Exercise: How many lines in the listing below contain the word "window"? Reply with the number alone.
----
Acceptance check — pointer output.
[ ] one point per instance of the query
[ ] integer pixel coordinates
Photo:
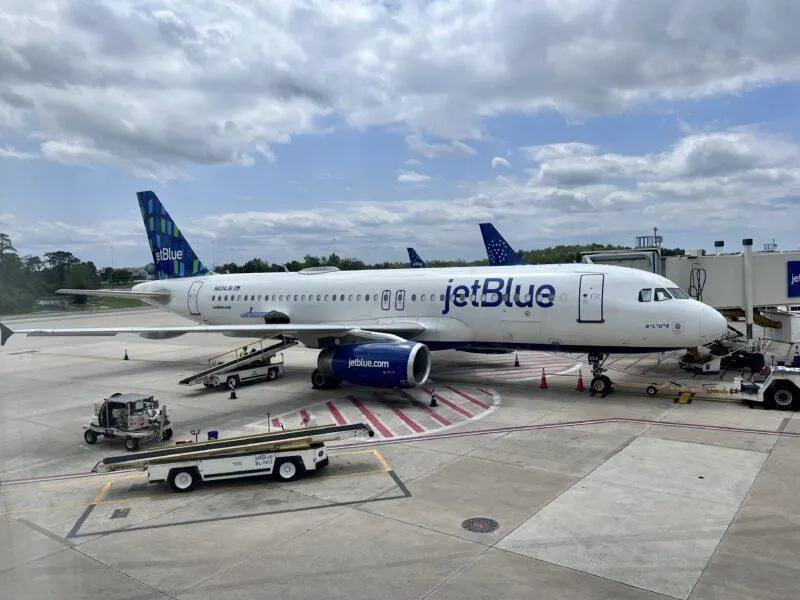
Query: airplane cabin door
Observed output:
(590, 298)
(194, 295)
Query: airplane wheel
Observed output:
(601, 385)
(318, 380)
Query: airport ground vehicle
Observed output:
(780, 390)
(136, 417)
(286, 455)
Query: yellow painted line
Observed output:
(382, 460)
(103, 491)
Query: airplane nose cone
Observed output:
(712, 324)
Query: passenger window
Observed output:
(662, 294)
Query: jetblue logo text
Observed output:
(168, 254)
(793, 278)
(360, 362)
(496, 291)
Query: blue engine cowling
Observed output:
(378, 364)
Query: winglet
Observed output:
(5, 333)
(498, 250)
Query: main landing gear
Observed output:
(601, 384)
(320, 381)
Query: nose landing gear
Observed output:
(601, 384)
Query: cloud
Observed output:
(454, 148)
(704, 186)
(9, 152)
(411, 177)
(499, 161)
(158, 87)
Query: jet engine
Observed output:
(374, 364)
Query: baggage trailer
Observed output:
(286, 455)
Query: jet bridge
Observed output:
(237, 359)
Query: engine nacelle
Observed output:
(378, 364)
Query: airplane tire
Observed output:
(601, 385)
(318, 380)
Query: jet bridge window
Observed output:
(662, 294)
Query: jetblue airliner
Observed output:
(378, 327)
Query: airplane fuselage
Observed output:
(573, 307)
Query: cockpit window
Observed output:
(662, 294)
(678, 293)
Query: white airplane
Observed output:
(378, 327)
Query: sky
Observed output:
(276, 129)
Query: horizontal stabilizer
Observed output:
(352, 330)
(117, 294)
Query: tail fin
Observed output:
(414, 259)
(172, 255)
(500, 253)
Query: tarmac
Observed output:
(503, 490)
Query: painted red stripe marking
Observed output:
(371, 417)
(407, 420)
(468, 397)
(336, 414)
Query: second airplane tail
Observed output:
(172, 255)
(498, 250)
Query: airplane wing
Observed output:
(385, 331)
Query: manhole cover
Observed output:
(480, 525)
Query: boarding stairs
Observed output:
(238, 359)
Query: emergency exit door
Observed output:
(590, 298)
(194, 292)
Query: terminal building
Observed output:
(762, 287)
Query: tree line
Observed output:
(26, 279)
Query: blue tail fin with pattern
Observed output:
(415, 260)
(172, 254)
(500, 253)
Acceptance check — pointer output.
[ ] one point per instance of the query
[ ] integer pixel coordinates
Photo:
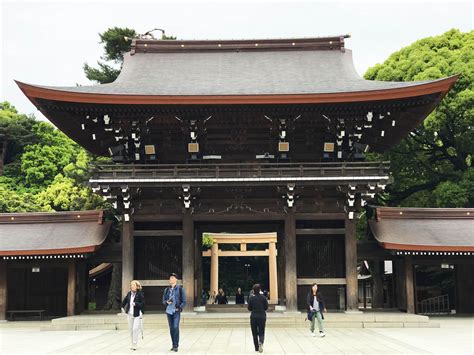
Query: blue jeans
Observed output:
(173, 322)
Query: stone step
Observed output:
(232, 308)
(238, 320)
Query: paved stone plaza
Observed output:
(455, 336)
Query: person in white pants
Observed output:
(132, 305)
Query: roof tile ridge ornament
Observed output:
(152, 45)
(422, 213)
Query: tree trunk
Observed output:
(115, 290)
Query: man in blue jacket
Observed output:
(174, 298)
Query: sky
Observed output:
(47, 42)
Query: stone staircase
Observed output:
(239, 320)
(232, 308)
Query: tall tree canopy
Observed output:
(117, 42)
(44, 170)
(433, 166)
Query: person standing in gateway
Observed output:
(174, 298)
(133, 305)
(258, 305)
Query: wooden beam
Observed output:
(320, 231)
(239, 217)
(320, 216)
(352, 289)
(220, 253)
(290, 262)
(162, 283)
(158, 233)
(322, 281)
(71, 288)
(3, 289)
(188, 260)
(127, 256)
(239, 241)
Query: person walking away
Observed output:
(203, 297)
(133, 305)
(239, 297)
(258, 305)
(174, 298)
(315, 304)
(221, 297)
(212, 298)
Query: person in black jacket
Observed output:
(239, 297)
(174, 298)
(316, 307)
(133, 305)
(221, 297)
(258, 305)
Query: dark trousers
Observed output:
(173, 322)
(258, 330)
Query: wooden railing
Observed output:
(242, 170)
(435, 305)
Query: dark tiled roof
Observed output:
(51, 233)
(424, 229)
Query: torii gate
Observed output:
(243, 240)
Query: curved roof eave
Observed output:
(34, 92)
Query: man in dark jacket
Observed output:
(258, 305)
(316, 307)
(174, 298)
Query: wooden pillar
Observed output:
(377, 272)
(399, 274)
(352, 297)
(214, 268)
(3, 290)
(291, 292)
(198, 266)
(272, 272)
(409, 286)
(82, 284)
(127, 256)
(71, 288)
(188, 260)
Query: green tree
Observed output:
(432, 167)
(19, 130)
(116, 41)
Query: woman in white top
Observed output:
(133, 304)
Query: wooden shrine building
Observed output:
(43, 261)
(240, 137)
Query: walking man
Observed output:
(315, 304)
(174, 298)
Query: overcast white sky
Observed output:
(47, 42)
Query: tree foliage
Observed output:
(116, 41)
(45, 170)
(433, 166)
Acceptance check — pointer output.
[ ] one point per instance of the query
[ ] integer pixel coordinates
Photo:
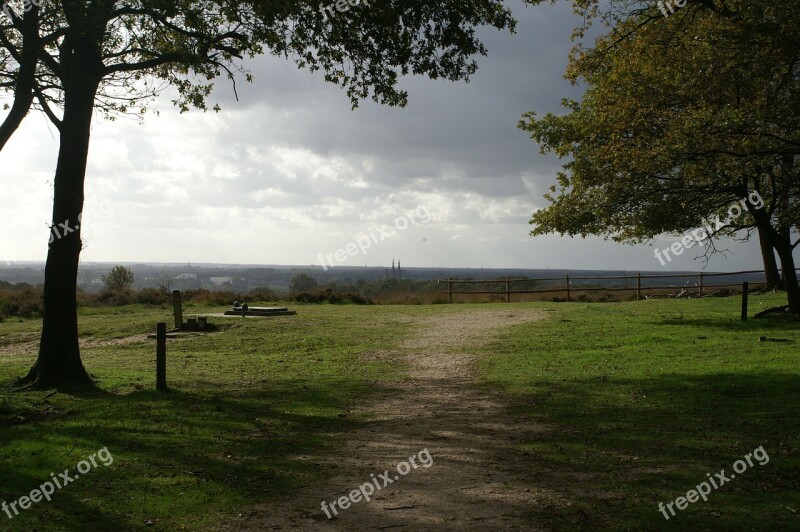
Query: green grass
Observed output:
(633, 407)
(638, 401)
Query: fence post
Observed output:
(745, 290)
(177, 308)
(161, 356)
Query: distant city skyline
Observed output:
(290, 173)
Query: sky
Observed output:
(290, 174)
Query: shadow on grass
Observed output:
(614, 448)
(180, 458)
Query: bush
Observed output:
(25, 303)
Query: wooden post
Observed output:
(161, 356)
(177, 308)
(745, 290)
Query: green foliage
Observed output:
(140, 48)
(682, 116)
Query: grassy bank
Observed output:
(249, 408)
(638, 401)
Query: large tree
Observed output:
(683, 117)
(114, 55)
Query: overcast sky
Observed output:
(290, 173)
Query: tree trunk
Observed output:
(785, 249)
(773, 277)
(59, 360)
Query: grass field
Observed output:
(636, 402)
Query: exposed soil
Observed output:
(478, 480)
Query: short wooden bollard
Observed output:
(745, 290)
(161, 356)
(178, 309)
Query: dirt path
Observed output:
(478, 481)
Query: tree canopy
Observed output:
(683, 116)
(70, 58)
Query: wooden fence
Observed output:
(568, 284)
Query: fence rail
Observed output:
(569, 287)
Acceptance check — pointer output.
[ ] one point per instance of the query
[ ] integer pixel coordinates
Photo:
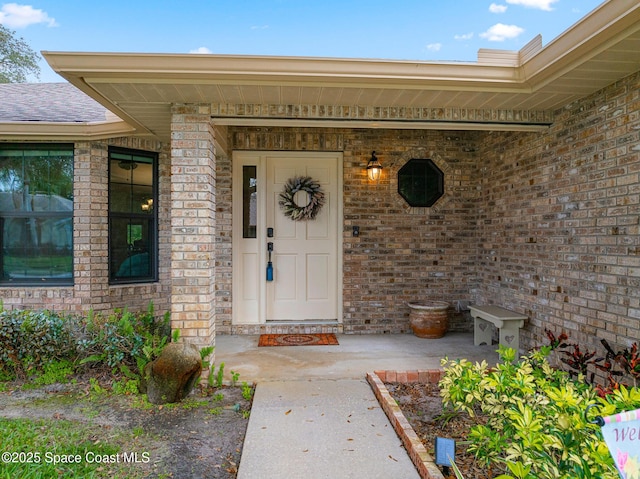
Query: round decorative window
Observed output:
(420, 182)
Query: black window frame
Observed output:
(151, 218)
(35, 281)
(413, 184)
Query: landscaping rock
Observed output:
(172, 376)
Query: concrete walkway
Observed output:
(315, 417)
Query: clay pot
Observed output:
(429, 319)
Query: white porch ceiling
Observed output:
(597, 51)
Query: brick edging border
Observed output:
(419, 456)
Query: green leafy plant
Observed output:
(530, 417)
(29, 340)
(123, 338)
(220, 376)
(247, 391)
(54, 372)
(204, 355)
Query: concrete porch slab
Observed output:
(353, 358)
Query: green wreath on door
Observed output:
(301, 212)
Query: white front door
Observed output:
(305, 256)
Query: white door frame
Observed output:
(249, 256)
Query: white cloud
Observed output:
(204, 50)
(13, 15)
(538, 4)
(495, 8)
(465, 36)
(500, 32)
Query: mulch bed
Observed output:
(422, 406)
----
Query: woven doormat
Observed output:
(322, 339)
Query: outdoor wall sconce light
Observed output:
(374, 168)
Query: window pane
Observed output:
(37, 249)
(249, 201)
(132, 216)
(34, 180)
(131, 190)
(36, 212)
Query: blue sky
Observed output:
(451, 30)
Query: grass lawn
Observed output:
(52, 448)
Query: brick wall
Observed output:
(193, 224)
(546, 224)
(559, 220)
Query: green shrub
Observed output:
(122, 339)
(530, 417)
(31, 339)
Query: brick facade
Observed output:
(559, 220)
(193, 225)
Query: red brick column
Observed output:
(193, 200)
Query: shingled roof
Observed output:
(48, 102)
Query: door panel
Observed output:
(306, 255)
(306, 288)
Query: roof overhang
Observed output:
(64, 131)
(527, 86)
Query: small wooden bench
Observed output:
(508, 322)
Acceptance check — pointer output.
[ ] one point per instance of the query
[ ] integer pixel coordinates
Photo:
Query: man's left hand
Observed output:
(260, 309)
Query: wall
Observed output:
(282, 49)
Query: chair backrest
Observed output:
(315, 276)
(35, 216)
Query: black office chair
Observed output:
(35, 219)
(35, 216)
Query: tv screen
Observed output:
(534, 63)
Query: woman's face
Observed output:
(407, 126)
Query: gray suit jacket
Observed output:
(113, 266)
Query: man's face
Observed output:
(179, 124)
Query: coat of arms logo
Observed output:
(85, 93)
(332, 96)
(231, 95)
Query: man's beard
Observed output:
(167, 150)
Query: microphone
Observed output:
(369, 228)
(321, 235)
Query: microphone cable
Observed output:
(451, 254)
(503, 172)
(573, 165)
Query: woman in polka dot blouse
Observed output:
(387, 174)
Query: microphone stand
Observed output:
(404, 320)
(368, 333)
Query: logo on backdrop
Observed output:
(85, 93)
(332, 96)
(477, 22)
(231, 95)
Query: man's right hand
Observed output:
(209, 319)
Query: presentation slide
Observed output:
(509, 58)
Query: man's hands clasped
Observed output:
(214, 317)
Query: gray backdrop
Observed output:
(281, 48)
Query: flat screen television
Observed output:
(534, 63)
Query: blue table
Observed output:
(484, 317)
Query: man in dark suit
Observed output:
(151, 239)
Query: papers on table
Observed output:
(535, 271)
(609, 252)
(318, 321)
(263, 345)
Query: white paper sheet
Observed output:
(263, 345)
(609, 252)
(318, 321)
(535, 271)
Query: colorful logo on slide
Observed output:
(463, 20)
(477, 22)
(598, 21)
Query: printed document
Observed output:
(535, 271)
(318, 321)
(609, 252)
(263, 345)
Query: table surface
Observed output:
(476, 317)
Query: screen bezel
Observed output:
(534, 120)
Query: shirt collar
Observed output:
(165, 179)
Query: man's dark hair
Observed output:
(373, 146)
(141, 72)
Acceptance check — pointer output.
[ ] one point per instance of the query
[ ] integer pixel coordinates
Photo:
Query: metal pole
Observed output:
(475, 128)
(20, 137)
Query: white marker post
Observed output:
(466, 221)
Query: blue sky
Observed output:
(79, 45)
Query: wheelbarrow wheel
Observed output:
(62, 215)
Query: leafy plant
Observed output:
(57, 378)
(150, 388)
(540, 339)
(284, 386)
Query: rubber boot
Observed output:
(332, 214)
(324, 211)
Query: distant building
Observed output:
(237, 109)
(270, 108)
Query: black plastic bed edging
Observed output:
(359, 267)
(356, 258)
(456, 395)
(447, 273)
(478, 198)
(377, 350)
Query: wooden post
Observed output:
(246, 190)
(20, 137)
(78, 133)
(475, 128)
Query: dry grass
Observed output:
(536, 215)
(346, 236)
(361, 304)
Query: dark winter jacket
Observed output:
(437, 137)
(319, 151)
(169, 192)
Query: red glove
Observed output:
----
Reply to the task: 6